Coordinate annotation records
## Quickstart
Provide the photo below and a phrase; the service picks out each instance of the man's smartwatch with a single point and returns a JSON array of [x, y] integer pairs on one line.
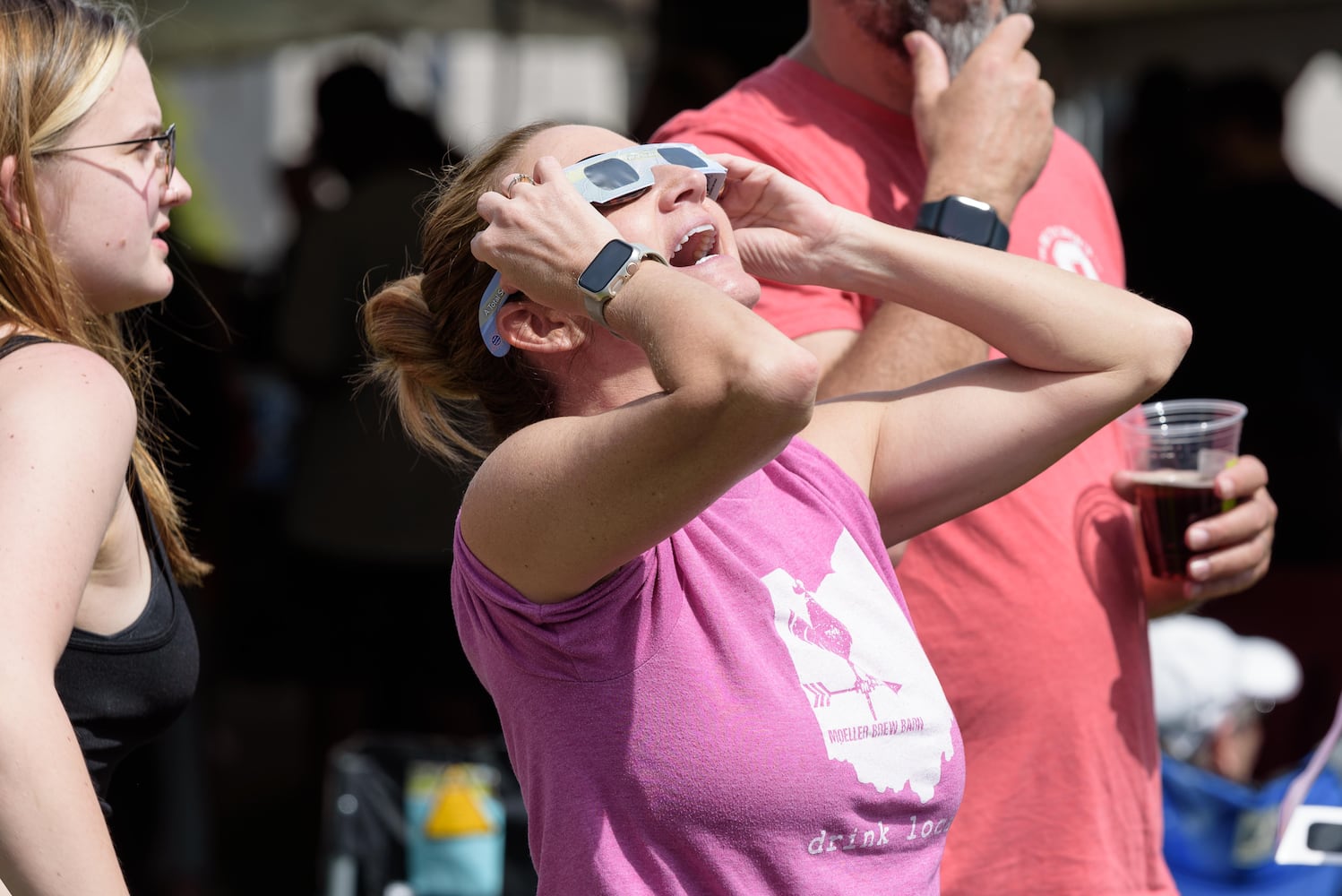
[[964, 219], [609, 271]]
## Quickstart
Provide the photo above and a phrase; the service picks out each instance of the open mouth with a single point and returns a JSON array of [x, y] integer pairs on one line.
[[695, 246]]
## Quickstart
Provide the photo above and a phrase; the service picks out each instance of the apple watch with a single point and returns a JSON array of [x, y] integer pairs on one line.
[[964, 219], [608, 272]]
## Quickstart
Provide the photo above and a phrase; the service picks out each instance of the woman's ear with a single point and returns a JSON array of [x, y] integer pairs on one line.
[[534, 328], [15, 210]]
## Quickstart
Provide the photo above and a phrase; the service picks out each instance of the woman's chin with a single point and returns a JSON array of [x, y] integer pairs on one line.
[[727, 274]]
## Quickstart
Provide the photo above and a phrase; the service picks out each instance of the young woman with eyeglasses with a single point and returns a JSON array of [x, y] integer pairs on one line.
[[670, 566], [97, 648]]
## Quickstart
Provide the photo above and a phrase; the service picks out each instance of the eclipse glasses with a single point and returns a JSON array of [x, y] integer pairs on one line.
[[619, 176]]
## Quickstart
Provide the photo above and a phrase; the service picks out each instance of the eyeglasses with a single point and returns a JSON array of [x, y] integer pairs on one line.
[[619, 176], [623, 175], [167, 157]]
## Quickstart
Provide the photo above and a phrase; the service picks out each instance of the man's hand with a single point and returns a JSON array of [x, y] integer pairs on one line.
[[1234, 549], [985, 134]]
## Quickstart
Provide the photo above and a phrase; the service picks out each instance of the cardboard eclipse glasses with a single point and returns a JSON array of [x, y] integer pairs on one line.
[[622, 175]]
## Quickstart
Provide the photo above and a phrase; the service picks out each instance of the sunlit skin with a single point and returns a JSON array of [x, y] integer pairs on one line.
[[107, 210], [659, 218], [615, 369]]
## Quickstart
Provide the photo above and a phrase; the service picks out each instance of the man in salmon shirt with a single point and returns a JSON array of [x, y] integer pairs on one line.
[[1034, 610]]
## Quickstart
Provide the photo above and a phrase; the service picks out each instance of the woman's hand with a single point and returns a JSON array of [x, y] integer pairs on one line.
[[781, 226], [541, 235]]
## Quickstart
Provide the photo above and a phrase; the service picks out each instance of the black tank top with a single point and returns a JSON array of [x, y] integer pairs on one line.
[[123, 690]]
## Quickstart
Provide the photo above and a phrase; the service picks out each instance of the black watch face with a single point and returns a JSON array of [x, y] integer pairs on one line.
[[606, 266], [962, 221]]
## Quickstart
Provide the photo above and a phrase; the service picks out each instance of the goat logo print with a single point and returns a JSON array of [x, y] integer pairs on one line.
[[830, 633], [876, 701]]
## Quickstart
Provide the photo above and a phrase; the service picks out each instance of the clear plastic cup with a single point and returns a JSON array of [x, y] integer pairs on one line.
[[1174, 450]]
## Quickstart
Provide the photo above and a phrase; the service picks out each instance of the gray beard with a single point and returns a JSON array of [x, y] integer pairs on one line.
[[890, 21]]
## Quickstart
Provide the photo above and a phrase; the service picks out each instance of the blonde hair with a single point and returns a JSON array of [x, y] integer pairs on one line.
[[56, 59], [455, 400]]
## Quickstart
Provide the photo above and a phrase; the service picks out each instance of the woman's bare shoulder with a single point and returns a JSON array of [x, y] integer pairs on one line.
[[54, 391]]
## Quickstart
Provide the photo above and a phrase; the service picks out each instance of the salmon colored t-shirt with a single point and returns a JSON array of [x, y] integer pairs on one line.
[[1029, 607]]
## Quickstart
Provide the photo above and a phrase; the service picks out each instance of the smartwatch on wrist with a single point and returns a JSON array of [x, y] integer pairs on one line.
[[964, 219], [608, 272]]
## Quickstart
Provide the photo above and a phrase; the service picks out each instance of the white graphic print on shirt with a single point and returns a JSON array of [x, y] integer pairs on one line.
[[876, 701]]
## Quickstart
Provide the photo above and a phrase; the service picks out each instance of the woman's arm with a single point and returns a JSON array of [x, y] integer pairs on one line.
[[563, 504], [66, 428], [1080, 353]]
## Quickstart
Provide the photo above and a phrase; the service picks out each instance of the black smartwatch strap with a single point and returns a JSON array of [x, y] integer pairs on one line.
[[961, 218]]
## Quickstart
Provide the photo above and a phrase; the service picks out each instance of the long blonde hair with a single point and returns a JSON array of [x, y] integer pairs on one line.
[[455, 400], [56, 58]]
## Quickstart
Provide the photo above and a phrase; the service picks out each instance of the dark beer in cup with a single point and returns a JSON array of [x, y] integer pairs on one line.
[[1168, 502]]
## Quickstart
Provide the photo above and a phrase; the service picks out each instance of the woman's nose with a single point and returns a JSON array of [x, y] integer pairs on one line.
[[178, 189], [679, 184]]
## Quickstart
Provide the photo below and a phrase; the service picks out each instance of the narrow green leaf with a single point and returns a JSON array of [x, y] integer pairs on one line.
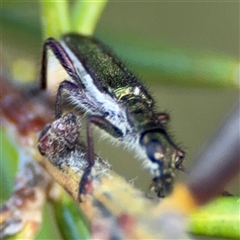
[[55, 18], [85, 15], [220, 218], [70, 220]]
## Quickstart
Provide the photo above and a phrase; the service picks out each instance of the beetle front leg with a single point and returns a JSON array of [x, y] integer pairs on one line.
[[71, 89], [61, 56], [101, 122]]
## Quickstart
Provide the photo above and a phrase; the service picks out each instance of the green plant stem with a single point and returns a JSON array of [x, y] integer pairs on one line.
[[55, 18], [69, 216], [220, 218], [175, 64], [85, 16]]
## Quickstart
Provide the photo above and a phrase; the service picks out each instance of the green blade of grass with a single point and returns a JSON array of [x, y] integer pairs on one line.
[[69, 216], [85, 15], [55, 18], [220, 218]]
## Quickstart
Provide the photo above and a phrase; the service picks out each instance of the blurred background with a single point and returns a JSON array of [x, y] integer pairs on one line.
[[181, 50]]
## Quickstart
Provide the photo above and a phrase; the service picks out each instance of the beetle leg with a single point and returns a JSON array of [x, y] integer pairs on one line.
[[62, 57], [102, 123]]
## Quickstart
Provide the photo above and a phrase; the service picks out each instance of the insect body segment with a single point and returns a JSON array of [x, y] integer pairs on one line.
[[115, 100]]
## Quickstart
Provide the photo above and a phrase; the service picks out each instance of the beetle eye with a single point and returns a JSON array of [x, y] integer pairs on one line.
[[154, 151]]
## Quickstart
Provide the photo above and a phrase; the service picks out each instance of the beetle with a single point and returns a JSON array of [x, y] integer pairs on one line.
[[116, 101]]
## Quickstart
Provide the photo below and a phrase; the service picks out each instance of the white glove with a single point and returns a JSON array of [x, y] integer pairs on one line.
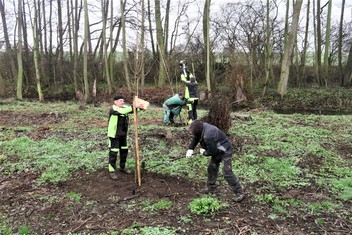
[[189, 153]]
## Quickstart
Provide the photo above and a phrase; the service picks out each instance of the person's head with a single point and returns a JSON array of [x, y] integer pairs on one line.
[[196, 128], [183, 64], [119, 101]]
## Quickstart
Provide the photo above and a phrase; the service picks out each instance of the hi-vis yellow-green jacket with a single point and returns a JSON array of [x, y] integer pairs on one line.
[[118, 121]]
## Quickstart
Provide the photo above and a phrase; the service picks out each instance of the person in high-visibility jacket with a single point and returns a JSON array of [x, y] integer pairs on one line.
[[191, 91], [172, 107], [117, 133]]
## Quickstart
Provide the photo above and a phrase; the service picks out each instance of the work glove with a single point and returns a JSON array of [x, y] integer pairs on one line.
[[189, 153]]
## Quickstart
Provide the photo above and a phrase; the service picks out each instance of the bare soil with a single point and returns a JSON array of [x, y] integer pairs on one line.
[[106, 205]]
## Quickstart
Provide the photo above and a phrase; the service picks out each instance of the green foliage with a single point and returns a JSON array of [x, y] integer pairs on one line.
[[157, 231], [344, 187], [186, 219], [206, 206], [76, 197], [25, 230], [157, 206], [318, 208], [5, 228], [56, 159]]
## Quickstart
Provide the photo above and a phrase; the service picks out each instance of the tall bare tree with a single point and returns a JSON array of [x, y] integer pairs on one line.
[[106, 73], [124, 45], [318, 40], [161, 44], [348, 70], [35, 32], [288, 50], [302, 69], [340, 42], [206, 29], [9, 53], [85, 53], [61, 42], [19, 52], [327, 44]]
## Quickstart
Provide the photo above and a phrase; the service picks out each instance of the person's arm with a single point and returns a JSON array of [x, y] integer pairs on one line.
[[193, 143], [123, 110]]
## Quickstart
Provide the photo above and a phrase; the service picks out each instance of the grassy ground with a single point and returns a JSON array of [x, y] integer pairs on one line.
[[296, 171]]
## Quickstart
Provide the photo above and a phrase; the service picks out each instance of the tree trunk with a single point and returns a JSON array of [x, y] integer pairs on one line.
[[206, 28], [318, 48], [340, 43], [348, 70], [327, 45], [35, 33], [124, 46], [19, 52], [151, 31], [267, 49], [288, 50], [161, 44], [302, 70], [9, 53], [142, 50], [61, 43], [106, 70], [85, 53]]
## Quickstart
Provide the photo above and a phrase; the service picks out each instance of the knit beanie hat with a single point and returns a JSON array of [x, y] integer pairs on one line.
[[196, 128], [118, 97]]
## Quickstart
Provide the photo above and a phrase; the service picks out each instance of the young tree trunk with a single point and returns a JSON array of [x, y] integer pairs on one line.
[[75, 28], [288, 50], [142, 49], [9, 53], [106, 70], [340, 43], [318, 45], [161, 44], [348, 70], [85, 53], [19, 52], [35, 23], [327, 45], [206, 28], [151, 31], [124, 46], [302, 70], [61, 43], [111, 55], [267, 49]]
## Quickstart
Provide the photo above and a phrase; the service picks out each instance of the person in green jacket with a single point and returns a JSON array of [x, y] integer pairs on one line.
[[172, 107], [191, 91], [117, 133]]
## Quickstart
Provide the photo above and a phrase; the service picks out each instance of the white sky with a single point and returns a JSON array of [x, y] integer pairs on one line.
[[194, 11]]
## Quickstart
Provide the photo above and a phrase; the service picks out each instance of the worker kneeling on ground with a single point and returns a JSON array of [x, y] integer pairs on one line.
[[215, 144]]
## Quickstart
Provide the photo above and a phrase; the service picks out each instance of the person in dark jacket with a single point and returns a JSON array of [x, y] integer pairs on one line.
[[215, 143], [117, 133], [191, 91]]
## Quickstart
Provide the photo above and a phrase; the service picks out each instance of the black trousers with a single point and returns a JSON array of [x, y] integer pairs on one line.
[[117, 145], [230, 177]]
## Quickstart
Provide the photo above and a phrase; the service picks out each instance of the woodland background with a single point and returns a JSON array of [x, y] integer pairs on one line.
[[84, 49]]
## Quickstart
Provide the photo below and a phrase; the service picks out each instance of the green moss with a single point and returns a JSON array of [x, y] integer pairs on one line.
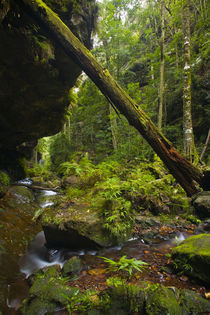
[[192, 303], [73, 265], [4, 183], [126, 298], [4, 179], [161, 300], [192, 256]]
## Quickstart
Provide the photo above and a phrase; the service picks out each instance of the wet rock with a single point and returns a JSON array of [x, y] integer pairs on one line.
[[161, 300], [36, 75], [201, 204], [73, 265], [204, 227], [192, 303], [22, 198], [192, 257], [75, 227], [146, 221], [48, 292], [126, 299], [4, 183], [71, 180]]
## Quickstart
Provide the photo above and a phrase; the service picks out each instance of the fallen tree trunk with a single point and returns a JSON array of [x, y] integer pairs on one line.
[[188, 176]]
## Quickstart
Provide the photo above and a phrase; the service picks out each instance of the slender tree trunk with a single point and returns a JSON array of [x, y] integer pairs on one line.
[[112, 114], [189, 146], [162, 66], [186, 173], [205, 146], [113, 125]]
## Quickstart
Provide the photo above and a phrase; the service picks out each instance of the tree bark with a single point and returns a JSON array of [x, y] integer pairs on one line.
[[186, 174], [189, 146], [162, 66]]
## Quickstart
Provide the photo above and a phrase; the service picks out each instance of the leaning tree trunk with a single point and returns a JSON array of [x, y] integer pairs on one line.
[[186, 174]]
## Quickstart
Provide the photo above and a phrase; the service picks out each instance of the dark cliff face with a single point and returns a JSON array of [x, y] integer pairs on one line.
[[35, 74]]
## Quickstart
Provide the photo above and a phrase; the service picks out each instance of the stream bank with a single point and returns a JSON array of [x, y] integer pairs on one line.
[[153, 238]]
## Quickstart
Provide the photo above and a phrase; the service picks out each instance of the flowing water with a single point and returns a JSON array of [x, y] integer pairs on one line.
[[18, 261]]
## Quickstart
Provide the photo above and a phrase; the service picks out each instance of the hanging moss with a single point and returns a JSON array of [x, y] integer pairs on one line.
[[4, 183]]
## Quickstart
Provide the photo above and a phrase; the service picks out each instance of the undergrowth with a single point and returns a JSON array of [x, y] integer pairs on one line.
[[119, 191]]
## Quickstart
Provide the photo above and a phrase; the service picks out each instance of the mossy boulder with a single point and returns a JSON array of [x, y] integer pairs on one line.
[[73, 265], [201, 204], [76, 227], [4, 183], [48, 292], [126, 299], [192, 303], [192, 256], [36, 74], [21, 197], [161, 300]]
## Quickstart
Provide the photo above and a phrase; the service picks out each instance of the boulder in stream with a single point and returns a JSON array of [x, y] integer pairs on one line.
[[201, 204], [76, 227], [192, 257]]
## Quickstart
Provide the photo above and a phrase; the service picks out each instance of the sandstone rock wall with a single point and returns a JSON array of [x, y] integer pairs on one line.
[[35, 74]]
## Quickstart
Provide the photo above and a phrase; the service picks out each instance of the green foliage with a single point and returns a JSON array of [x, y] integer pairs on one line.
[[115, 281], [125, 264], [4, 179]]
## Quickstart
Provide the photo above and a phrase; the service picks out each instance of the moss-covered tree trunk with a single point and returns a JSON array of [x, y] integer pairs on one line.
[[186, 174]]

- [Exercise prompt]
Reproduce the material from its first line through the line containing "[[534, 328], [15, 210]]", substituting "system" for "service" and leaving everything else unchanged. Omit the pictures from your answer.

- [Answer below]
## Quickstart
Provide the photo below and a phrase; the system picks out each instance of the man's smartwatch with a single point and returns a JSON array of [x, y] integer pairs on one line.
[[964, 219], [609, 271]]
## Quickstart
Provide the photo above and a phrase; the system picks out each instance of the open mouth with a single point and returns a JSON array of [x, y] integer pairs on one line.
[[695, 246]]
## Quickstart
Provide the photo above and a phrase; the system picks out each instance of the apple watch with a single point and returns a JSON array of [x, y] integer pairs on one line.
[[964, 219], [608, 272]]
## Quickstart
Provide the photo above and a phrase; the system picks out each instance of the woman's ear with a single point and returns a JSON array of [x, y] integer pairs on one line.
[[534, 328], [15, 210]]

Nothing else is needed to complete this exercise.